- What this task involves: In the inherited IRA post, why will the surviving spouse's RMD be lower if she completes the rollover before year end?

How does a surviving spouse [sole bene] “assume” the Bene IRA?

I inherited my dec’d husbands IRA 23 years ago. The IRA was put in a Bene account. Ihave been taking yearly distributions using Single life table. Now, I want to “treat the IRA as my own”. Exactly how do I do this. THANKS!



Please give specific steps I need to take, to “treat as my own IRA” . Also, what table to use for RMD?

Contact the IRA custodian and tell them you want to roll the IRA over to your own IRA. They will probably require you to open a new IRA account number and that IRA will be titled showing you as owner rather than beneficiary and your husband’s name will no longer appear on the IRA. If you complete this before year end, your RMD will be less than what you have been taking because your 2014 RMD will be calculated using Table III (Uniform Table) and the age you will attain by 12/31/2014. If either your husband or you have prior non deductible contributions (Form 8606 required), please advise.

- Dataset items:
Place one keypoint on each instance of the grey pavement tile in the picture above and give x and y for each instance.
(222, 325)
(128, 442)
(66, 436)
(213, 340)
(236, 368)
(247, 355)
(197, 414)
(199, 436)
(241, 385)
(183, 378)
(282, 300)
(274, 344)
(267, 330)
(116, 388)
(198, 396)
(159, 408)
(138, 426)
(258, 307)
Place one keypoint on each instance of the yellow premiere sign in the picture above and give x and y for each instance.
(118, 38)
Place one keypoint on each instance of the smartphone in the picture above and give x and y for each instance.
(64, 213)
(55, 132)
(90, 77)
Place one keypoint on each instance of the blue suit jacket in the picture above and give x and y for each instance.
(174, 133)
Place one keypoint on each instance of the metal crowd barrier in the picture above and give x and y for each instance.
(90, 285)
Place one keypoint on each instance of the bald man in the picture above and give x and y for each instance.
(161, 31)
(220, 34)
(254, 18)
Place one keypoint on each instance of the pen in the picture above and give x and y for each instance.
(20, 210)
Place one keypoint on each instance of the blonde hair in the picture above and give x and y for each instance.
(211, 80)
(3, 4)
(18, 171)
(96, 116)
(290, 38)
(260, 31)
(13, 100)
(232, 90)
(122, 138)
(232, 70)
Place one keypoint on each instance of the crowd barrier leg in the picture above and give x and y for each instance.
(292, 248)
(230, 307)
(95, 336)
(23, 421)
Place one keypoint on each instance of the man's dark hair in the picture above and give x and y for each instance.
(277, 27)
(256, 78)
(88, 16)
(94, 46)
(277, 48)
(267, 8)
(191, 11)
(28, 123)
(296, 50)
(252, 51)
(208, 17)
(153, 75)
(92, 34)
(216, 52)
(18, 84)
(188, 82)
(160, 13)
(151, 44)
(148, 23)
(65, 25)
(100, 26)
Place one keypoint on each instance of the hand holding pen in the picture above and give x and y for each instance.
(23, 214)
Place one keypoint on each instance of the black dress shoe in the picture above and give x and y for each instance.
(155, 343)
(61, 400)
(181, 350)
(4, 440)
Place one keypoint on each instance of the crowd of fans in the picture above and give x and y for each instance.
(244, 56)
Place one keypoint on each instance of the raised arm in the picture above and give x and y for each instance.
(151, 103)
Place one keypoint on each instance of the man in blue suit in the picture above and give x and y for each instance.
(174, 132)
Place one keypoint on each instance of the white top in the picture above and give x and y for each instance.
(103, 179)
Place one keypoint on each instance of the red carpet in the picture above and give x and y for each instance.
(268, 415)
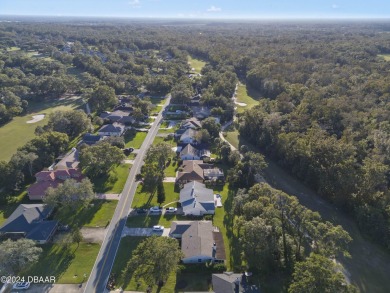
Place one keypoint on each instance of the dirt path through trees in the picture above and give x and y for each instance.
(369, 265)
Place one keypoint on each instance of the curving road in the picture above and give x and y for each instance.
(98, 278)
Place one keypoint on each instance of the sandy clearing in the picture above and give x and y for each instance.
(36, 118)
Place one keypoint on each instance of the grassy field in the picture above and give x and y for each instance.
(385, 56)
(98, 214)
(67, 263)
(134, 140)
(17, 132)
(114, 181)
(159, 139)
(197, 64)
(170, 171)
(143, 200)
(177, 282)
(247, 96)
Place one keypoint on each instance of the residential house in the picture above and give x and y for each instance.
(191, 153)
(46, 179)
(200, 241)
(196, 170)
(189, 136)
(30, 221)
(115, 129)
(68, 161)
(229, 282)
(201, 112)
(91, 139)
(196, 199)
(213, 174)
(192, 123)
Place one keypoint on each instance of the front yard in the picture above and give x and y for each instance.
(134, 139)
(67, 263)
(98, 214)
(177, 281)
(114, 181)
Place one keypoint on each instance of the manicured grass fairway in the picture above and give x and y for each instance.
(67, 264)
(136, 140)
(197, 64)
(17, 132)
(96, 215)
(244, 97)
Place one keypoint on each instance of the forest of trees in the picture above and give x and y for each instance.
(323, 114)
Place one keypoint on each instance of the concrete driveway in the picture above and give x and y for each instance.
(144, 232)
(54, 288)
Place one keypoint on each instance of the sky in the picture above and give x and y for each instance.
(223, 9)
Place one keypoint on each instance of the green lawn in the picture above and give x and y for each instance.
(143, 199)
(67, 264)
(17, 132)
(7, 209)
(114, 181)
(249, 97)
(385, 56)
(232, 136)
(159, 139)
(170, 171)
(12, 49)
(134, 139)
(197, 64)
(177, 282)
(166, 131)
(98, 214)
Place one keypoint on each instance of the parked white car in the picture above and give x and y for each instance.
(158, 228)
(21, 285)
(171, 210)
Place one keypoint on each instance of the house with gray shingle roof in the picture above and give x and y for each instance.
(114, 129)
(200, 241)
(196, 199)
(191, 153)
(29, 221)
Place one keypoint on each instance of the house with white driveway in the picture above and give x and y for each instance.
(196, 199)
(200, 241)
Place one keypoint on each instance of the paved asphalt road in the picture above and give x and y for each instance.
(101, 270)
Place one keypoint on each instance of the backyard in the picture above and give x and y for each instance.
(18, 132)
(68, 263)
(195, 63)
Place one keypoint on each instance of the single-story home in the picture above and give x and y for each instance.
(189, 136)
(30, 221)
(192, 123)
(196, 199)
(114, 129)
(46, 179)
(91, 139)
(229, 282)
(200, 241)
(191, 153)
(192, 170)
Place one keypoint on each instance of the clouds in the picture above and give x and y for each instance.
(213, 8)
(135, 3)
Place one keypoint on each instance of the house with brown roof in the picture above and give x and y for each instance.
(196, 199)
(191, 153)
(46, 179)
(200, 241)
(196, 170)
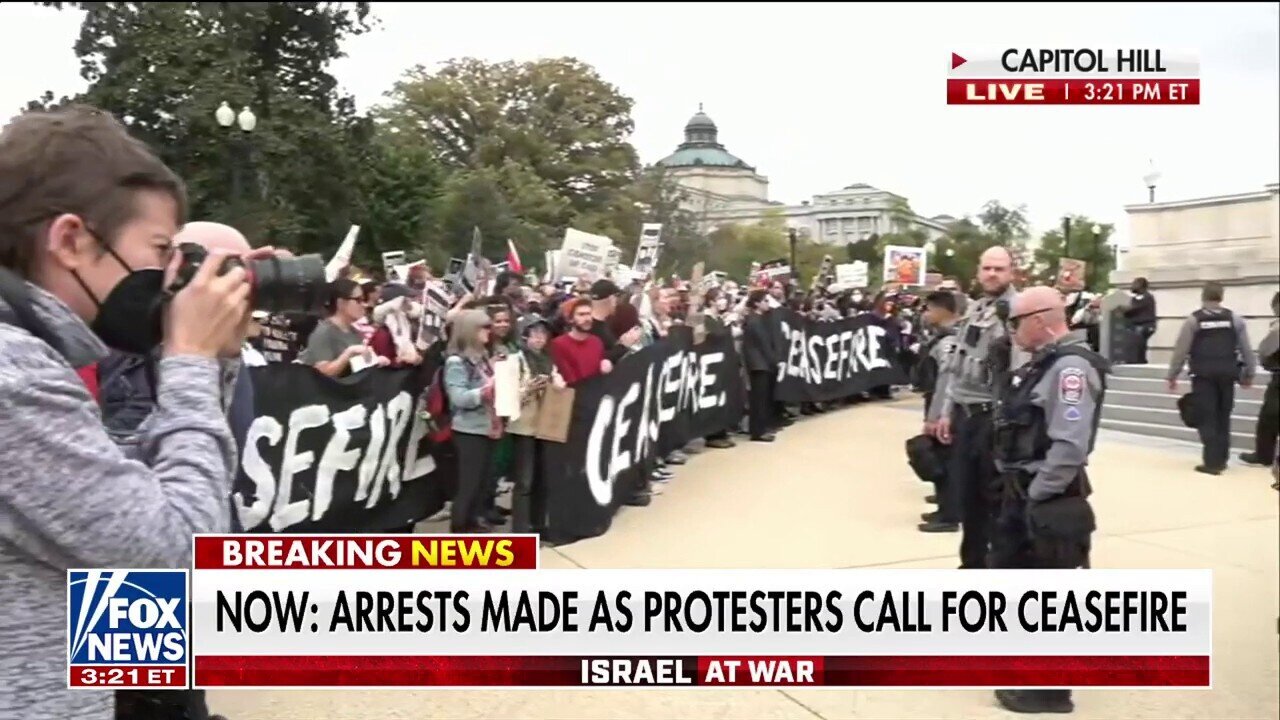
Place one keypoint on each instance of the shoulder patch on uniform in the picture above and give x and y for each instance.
(1070, 386)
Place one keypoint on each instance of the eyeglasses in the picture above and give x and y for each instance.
(1014, 320)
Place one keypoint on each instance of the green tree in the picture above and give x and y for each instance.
(735, 246)
(400, 186)
(549, 140)
(164, 68)
(657, 197)
(1084, 245)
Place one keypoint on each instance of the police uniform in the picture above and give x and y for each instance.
(1045, 431)
(974, 370)
(932, 382)
(1215, 345)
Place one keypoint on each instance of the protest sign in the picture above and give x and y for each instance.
(338, 455)
(392, 258)
(652, 404)
(1072, 273)
(584, 254)
(648, 249)
(851, 274)
(828, 360)
(342, 258)
(772, 270)
(283, 336)
(905, 265)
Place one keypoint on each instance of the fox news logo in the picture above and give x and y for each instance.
(122, 625)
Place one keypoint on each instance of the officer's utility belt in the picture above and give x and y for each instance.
(970, 409)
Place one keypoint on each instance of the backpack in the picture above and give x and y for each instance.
(437, 409)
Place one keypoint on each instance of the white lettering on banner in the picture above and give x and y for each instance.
(828, 370)
(708, 381)
(670, 384)
(374, 460)
(649, 424)
(417, 466)
(257, 472)
(398, 411)
(621, 459)
(833, 358)
(302, 419)
(685, 378)
(602, 487)
(814, 363)
(337, 456)
(369, 465)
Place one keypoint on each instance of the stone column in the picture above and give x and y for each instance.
(1179, 246)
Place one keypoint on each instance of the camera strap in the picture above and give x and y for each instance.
(19, 313)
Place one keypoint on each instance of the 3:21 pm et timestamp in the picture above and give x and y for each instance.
(126, 677)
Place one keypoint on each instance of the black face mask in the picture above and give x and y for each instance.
(129, 318)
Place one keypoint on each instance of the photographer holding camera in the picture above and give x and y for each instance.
(87, 219)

- Complete answer: Her 2014 RMD will then be calculated using Table III (the Uniform Table) and the age she will attain by 12/31/2014. That makes it less than what she has been taking under the Single Life table.